══ Data in this exercise ══
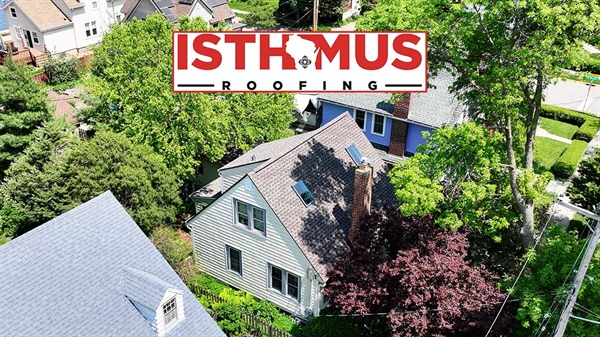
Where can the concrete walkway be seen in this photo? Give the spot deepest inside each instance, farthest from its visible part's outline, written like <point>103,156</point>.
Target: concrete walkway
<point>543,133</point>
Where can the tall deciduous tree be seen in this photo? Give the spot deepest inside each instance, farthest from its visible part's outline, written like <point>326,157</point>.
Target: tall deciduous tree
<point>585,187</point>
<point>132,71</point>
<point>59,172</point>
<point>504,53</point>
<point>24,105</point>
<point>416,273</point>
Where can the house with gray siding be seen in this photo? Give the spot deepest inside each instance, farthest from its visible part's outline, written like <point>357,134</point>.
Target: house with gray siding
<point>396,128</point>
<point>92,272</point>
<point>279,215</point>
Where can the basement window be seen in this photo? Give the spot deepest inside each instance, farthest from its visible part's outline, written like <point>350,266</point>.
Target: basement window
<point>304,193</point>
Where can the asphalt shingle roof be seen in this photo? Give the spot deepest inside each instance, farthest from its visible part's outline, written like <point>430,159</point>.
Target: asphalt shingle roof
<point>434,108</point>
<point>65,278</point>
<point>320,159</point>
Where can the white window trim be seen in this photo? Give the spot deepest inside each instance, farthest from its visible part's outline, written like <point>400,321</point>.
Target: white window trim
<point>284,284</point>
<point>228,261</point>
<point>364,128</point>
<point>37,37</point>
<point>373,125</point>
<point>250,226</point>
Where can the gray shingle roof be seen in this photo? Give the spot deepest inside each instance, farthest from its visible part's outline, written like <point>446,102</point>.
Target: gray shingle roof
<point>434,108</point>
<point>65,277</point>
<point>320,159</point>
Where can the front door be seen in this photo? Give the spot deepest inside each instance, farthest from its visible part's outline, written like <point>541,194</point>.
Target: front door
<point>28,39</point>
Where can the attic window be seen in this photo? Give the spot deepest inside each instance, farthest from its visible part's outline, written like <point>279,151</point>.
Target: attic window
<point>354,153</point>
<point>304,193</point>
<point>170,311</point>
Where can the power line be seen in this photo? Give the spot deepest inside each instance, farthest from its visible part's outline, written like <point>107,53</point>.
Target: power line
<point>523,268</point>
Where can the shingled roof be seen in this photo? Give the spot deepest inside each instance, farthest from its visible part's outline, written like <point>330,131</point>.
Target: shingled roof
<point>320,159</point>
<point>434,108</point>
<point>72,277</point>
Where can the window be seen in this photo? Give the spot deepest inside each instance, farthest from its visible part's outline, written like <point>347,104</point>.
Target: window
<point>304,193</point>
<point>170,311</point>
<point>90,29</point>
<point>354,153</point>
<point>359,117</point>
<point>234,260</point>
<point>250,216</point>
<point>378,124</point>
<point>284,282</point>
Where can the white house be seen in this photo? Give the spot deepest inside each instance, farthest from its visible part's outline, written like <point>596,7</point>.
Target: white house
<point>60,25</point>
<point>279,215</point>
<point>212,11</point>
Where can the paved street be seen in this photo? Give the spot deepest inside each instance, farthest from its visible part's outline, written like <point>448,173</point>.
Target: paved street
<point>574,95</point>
═══
══ Data in this exercise ══
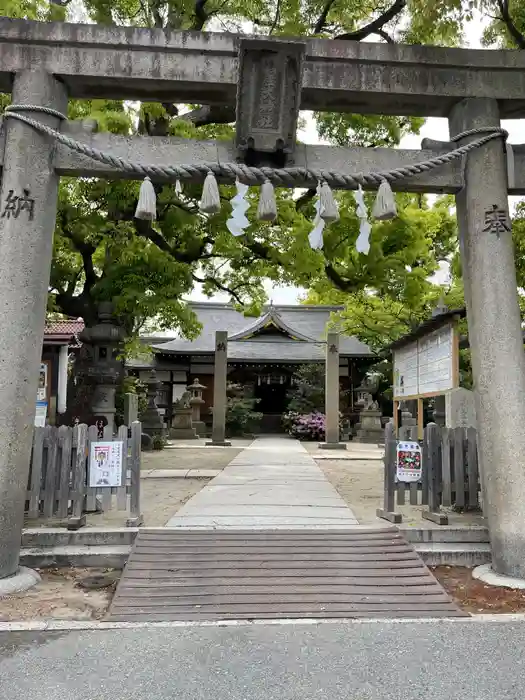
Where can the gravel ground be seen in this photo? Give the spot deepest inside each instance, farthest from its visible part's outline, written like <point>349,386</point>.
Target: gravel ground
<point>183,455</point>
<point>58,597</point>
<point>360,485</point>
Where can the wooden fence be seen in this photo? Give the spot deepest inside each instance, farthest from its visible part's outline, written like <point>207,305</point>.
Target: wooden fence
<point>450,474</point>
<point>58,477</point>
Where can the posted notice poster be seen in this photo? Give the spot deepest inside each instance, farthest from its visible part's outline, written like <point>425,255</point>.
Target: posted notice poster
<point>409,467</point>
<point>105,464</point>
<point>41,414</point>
═══
What you are asked to do: Write down exactly the span of lines above from the one containing "Where can the concrete" to the one containing "Where can the white window", both ends included.

Response to this exercise:
Where can the concrete walkway be seen in this photo? Give the spot deepest inside each instance, farthest from its visible part's outline, written like <point>103,156</point>.
Target: concrete walkway
<point>543,133</point>
Where can the tall deciduous tree be seen in this photo? Give the spot deepest inside each instance, farthest from its visible part's outline, written like <point>326,157</point>.
Target: tall deciduous tree
<point>585,187</point>
<point>132,71</point>
<point>59,172</point>
<point>504,53</point>
<point>24,105</point>
<point>416,273</point>
Where can the house with gray siding be seen in this photo? Give the spot deepest inside each instance, farthest from its visible part's outline, written like <point>357,134</point>.
Target: house with gray siding
<point>396,128</point>
<point>92,272</point>
<point>279,215</point>
Where can the basement window be seen in this photo? Give the spot deepest inside each instance, farthest from its visible part's outline, written like <point>350,266</point>.
Target: basement window
<point>304,193</point>
Where can the asphalt shingle roof be seen in this photo? Give the spot deepest inside each instance, farthest from its visible part's outline, written like <point>430,159</point>.
Target: asphalt shingle roof
<point>434,108</point>
<point>65,278</point>
<point>320,159</point>
Where can the white window trim be seen in this photo? Give the spot deepest inside each instance, farthest from its visible part's outline, written like <point>400,321</point>.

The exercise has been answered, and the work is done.